Your task: Please list, in full, every line of the material that contains the word "thin".

Extracted material:
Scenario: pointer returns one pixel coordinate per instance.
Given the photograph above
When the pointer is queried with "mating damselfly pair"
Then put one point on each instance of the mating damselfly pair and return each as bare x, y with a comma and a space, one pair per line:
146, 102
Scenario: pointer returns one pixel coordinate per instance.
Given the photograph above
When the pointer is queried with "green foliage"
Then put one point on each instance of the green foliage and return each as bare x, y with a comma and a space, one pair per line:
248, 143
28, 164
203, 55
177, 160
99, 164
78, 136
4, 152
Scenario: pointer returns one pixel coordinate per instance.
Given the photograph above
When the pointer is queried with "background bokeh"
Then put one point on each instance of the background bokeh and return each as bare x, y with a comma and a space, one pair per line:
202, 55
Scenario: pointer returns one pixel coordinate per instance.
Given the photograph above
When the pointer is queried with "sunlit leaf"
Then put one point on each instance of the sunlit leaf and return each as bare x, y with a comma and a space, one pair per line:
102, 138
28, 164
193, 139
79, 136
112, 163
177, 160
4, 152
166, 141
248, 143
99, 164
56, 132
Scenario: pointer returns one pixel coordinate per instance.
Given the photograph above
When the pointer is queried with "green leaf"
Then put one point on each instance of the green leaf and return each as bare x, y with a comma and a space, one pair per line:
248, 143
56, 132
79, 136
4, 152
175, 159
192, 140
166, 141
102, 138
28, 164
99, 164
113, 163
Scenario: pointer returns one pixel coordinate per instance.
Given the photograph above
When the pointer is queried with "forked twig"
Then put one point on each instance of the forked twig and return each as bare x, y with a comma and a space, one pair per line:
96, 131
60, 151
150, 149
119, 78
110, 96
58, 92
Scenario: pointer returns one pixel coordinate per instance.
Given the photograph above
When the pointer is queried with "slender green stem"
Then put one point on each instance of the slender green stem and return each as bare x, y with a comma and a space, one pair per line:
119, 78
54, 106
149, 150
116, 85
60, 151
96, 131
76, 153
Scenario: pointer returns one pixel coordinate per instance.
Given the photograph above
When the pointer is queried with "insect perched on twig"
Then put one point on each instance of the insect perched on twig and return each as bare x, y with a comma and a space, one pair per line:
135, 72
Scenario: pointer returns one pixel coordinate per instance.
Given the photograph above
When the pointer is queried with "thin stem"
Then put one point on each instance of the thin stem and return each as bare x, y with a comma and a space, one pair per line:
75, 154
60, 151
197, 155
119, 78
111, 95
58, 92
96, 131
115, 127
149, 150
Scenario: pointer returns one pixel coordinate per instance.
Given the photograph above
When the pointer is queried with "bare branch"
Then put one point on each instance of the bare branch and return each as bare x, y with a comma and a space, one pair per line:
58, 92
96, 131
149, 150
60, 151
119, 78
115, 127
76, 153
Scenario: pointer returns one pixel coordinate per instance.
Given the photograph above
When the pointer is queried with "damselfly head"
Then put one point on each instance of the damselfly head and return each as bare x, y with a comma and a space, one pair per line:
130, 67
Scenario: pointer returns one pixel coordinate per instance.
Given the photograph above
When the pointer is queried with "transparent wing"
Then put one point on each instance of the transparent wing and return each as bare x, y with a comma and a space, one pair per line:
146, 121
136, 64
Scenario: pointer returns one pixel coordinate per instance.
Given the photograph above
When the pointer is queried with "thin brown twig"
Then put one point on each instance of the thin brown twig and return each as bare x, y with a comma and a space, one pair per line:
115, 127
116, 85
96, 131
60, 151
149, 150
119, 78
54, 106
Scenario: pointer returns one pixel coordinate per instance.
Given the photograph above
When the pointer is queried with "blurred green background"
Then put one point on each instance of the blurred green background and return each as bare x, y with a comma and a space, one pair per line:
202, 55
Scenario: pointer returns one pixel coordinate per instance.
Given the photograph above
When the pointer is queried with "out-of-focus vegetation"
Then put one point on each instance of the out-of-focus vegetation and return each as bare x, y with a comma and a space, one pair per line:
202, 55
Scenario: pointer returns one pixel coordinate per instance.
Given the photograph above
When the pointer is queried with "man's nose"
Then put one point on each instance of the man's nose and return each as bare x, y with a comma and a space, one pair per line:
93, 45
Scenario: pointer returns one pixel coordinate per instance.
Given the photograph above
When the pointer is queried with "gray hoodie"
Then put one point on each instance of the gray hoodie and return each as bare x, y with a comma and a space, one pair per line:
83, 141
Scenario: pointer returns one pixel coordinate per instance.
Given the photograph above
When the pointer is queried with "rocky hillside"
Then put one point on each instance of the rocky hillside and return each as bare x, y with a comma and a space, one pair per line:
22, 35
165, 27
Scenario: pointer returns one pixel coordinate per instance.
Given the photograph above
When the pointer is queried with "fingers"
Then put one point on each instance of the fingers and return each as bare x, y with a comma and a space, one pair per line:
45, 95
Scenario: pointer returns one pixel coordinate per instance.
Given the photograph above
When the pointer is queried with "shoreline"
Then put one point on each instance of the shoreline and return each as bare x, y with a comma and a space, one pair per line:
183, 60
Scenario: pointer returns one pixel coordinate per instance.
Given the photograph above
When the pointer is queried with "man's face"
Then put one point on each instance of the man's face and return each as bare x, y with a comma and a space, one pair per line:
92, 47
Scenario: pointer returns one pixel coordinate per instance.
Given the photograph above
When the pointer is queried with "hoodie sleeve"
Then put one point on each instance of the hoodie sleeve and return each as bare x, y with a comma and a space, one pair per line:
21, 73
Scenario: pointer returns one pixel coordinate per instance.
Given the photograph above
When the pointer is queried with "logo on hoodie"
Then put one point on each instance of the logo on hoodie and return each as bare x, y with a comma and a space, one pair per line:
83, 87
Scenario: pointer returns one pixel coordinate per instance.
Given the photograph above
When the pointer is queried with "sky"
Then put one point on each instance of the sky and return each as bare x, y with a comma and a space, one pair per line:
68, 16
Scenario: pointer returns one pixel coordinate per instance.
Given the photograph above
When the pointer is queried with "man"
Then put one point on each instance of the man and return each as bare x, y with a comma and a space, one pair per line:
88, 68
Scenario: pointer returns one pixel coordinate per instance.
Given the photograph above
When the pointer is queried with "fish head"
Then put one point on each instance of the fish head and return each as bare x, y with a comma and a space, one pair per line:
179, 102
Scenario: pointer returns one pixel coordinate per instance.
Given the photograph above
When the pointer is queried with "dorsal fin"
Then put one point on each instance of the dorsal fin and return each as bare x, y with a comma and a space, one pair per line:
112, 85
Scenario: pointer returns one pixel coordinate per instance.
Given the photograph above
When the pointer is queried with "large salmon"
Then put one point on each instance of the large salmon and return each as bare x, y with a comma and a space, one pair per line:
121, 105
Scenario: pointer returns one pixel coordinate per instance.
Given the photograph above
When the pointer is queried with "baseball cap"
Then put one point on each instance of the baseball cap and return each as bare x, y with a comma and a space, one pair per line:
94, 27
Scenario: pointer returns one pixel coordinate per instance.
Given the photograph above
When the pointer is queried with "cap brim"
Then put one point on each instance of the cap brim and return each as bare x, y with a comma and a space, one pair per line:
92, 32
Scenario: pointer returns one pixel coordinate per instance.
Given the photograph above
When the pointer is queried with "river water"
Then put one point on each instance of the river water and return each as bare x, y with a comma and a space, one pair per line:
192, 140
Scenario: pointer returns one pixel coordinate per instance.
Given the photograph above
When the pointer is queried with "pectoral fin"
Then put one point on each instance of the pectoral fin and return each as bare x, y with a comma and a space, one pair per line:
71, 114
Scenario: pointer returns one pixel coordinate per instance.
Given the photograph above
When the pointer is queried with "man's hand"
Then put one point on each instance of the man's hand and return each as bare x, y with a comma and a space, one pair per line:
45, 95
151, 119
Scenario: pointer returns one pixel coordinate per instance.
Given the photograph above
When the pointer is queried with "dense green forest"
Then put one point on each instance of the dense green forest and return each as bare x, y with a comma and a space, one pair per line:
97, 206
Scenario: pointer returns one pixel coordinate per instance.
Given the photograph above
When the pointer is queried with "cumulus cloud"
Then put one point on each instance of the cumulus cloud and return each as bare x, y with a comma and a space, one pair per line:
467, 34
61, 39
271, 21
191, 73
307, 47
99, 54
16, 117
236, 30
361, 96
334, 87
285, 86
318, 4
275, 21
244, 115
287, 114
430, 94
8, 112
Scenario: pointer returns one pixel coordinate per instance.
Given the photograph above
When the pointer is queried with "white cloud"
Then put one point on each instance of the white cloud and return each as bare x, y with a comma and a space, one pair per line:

Result of this exercise:
When the pointer is queried with "thin stem"
Then put one point on each instance of the thin stem and return each as bare x, y with a comma and a space, one pair per line:
When the pointer is queried with "thin brown twig"
Then put one point on each instance of the thin brown twig and return each as bare x, y with a comma and a space, one pair per line:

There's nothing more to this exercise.